◆ **TASK STATEMENT**: Report each line of the entries that includes "puppy" by copying it.

◆ **DATA EXTRACT**:
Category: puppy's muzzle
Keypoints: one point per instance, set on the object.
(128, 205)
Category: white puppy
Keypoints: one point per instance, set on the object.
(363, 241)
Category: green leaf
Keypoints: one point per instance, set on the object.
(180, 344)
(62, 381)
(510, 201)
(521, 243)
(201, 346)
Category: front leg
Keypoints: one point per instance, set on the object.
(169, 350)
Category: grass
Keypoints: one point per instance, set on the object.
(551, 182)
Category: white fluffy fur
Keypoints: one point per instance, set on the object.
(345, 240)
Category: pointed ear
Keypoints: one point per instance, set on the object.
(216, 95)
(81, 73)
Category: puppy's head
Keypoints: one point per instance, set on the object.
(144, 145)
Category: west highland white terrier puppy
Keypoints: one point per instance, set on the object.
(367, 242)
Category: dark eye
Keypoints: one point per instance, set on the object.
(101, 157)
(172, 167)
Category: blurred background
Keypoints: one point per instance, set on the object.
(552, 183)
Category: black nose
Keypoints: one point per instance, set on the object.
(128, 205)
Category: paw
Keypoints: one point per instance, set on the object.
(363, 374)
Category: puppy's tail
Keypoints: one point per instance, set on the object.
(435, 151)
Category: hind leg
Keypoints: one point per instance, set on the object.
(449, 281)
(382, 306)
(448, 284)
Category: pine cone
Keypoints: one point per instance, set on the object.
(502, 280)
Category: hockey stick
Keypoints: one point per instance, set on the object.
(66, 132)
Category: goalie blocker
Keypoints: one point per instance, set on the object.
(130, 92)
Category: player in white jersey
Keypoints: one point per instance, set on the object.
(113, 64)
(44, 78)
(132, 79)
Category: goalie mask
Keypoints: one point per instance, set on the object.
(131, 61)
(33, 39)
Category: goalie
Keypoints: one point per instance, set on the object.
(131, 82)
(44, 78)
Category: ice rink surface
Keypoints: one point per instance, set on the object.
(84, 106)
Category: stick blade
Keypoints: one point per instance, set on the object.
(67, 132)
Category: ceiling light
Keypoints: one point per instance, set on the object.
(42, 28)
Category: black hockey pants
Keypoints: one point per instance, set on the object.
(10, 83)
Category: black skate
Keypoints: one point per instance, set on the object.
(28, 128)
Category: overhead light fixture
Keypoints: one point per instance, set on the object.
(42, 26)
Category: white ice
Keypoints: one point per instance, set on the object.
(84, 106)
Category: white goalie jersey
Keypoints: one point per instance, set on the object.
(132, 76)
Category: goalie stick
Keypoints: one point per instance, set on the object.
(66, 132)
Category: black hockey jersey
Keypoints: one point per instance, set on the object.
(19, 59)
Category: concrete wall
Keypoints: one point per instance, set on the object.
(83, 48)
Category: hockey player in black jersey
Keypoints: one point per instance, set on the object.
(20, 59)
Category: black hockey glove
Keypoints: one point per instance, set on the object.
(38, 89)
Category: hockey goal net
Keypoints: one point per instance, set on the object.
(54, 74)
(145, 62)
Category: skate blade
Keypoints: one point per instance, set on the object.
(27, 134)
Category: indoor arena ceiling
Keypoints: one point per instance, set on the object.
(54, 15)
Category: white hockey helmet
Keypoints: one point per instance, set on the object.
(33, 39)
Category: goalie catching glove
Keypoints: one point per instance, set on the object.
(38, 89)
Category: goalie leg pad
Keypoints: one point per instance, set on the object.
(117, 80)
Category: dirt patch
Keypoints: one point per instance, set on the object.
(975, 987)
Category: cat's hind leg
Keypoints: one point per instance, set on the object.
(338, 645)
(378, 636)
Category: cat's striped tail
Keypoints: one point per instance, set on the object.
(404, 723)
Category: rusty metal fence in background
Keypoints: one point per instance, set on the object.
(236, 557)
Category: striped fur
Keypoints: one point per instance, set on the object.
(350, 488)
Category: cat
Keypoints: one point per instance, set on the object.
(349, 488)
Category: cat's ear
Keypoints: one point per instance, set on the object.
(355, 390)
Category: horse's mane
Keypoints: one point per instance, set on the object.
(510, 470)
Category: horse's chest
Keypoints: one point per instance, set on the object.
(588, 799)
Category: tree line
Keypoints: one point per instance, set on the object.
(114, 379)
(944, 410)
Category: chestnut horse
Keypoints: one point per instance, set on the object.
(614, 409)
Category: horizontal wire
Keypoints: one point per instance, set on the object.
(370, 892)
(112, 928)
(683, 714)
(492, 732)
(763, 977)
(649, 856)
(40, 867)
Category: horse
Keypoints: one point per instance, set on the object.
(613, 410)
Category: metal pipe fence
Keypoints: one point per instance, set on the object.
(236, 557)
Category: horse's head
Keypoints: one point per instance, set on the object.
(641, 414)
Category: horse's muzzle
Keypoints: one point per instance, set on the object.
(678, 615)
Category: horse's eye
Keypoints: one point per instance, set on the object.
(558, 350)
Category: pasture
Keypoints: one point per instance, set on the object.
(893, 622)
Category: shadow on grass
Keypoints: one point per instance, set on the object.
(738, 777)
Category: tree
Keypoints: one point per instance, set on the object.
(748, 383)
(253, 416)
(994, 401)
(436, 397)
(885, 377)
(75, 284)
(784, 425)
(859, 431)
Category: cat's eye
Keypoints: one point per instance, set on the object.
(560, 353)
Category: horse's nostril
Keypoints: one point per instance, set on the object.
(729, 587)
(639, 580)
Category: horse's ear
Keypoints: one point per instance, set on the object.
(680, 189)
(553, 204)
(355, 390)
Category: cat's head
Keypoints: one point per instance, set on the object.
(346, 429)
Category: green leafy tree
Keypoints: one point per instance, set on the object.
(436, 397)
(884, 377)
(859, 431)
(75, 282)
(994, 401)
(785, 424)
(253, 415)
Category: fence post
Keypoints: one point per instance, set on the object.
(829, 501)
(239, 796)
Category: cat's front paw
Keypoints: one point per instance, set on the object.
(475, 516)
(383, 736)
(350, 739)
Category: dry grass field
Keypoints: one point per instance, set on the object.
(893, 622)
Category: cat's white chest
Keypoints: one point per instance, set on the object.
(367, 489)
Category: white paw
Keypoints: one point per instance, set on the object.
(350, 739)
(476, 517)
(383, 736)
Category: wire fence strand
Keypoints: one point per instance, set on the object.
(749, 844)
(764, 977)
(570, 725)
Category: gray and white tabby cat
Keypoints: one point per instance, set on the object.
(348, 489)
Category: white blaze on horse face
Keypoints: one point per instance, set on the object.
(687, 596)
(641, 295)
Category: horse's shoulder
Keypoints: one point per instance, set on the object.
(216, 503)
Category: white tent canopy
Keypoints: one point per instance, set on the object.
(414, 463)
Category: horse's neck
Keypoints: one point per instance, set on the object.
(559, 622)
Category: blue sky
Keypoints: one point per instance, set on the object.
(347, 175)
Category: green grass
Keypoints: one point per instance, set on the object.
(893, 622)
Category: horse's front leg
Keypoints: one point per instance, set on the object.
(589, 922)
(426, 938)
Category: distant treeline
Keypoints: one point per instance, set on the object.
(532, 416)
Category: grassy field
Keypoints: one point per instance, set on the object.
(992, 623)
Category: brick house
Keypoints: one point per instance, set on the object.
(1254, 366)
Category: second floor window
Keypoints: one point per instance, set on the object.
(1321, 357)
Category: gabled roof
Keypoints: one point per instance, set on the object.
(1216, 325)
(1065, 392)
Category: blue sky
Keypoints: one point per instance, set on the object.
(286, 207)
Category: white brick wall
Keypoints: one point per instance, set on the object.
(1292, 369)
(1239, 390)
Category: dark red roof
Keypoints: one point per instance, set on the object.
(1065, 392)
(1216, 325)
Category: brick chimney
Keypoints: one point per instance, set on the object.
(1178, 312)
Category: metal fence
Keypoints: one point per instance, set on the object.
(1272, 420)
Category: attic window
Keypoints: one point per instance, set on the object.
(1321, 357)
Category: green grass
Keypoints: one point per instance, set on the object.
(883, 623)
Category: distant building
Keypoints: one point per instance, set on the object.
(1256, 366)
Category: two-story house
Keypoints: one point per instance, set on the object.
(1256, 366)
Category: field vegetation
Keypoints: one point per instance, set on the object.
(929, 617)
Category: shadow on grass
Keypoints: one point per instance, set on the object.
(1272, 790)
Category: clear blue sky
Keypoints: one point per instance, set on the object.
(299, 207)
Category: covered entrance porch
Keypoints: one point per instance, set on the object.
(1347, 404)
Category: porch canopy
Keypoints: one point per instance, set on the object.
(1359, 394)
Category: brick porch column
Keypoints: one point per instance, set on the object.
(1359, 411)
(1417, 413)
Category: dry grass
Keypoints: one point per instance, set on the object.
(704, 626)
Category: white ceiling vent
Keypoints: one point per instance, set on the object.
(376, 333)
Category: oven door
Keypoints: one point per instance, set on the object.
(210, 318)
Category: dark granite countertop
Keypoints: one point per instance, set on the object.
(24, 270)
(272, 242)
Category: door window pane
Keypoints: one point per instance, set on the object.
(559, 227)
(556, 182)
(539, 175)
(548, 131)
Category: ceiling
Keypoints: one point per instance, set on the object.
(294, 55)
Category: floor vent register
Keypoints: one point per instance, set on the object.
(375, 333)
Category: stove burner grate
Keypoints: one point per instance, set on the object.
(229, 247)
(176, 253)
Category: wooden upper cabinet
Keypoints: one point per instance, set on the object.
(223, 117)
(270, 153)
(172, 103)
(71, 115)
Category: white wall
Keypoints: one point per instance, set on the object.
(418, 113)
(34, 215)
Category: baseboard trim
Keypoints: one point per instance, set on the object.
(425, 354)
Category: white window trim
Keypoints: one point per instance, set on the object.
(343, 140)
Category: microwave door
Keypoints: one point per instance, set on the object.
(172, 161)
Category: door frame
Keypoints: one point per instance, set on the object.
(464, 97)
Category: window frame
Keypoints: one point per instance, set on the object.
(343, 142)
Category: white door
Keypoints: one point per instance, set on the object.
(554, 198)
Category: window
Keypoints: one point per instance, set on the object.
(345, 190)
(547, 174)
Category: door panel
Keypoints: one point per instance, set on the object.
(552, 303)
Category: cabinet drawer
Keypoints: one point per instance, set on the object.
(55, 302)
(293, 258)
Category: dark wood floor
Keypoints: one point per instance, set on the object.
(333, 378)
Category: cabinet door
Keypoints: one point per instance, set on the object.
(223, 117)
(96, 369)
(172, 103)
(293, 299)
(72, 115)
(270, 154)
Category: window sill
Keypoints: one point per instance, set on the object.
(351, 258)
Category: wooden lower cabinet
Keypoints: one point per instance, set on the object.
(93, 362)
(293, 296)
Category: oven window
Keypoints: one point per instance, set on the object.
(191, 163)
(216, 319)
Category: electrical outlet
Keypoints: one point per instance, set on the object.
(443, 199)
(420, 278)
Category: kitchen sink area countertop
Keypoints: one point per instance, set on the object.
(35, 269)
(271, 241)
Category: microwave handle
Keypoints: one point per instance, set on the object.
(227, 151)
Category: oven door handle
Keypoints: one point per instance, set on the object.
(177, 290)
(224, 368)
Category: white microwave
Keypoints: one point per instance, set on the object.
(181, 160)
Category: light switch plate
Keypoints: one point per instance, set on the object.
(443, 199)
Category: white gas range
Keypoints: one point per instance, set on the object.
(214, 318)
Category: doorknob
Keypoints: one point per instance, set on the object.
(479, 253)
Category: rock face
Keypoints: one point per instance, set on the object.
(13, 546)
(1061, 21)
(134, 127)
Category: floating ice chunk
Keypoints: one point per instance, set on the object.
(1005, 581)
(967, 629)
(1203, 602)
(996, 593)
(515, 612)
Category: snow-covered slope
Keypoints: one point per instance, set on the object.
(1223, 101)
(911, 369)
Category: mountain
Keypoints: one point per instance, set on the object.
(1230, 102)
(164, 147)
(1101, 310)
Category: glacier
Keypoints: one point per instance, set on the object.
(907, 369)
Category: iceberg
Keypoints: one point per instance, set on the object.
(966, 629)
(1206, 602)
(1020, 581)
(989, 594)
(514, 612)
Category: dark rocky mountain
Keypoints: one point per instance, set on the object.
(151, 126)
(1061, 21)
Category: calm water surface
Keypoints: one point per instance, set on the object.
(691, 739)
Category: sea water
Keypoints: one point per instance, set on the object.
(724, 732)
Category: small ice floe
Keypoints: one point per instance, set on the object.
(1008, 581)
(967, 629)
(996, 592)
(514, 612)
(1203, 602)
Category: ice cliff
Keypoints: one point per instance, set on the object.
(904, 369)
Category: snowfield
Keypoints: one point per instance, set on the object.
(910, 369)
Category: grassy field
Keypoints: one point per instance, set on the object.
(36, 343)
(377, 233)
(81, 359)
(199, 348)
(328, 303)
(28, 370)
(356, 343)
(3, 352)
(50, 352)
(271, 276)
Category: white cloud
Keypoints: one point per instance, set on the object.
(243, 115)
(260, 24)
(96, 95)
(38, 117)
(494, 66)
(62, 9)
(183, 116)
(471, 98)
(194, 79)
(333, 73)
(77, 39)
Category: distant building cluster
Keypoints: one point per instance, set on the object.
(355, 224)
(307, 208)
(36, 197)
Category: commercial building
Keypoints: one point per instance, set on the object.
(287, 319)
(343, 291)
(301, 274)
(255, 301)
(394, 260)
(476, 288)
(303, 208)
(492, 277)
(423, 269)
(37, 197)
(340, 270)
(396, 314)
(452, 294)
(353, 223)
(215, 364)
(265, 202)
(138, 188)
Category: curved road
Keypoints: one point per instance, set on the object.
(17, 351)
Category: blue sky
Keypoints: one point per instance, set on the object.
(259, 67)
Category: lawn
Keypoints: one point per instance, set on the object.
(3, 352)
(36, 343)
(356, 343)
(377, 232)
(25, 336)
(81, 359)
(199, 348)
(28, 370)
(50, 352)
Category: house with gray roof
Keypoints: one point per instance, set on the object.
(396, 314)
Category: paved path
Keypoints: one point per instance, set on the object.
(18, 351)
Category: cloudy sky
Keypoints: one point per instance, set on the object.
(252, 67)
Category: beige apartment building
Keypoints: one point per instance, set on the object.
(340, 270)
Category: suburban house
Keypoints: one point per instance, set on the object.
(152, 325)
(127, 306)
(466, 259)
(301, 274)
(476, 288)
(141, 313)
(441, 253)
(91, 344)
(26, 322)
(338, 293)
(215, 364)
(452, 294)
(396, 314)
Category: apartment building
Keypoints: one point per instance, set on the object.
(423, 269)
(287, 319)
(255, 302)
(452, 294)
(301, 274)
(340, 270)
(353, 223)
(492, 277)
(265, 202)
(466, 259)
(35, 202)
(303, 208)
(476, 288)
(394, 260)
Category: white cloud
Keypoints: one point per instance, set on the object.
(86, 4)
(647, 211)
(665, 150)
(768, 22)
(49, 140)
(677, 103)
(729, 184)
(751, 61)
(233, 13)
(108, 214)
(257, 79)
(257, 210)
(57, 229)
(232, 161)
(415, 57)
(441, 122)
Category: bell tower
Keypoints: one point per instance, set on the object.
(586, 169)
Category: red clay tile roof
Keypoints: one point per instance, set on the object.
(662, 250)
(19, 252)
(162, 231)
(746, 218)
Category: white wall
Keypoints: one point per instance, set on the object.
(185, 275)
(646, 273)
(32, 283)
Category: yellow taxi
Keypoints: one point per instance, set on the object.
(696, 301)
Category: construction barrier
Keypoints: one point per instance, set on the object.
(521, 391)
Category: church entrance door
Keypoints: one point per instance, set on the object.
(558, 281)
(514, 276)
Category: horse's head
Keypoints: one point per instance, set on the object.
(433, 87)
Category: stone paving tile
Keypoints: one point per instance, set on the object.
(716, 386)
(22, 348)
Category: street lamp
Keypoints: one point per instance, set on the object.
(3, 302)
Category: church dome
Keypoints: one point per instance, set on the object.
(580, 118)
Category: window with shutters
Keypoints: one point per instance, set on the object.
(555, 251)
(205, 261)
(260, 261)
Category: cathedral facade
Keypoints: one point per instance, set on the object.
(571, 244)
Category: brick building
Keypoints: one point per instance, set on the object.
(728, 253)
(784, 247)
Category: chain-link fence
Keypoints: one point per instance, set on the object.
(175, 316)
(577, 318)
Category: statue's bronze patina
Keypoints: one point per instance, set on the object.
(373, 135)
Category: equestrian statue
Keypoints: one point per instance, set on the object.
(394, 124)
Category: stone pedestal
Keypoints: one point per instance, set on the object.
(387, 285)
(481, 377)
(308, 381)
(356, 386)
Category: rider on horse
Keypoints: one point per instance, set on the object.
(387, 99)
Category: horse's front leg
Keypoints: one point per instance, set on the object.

◆ **RESPONSE FOR THIS EXERCISE**:
Category: puppy's muzzle
Category: white puppy
Category: puppy's head
Category: west highland white terrier puppy
Category: puppy's tail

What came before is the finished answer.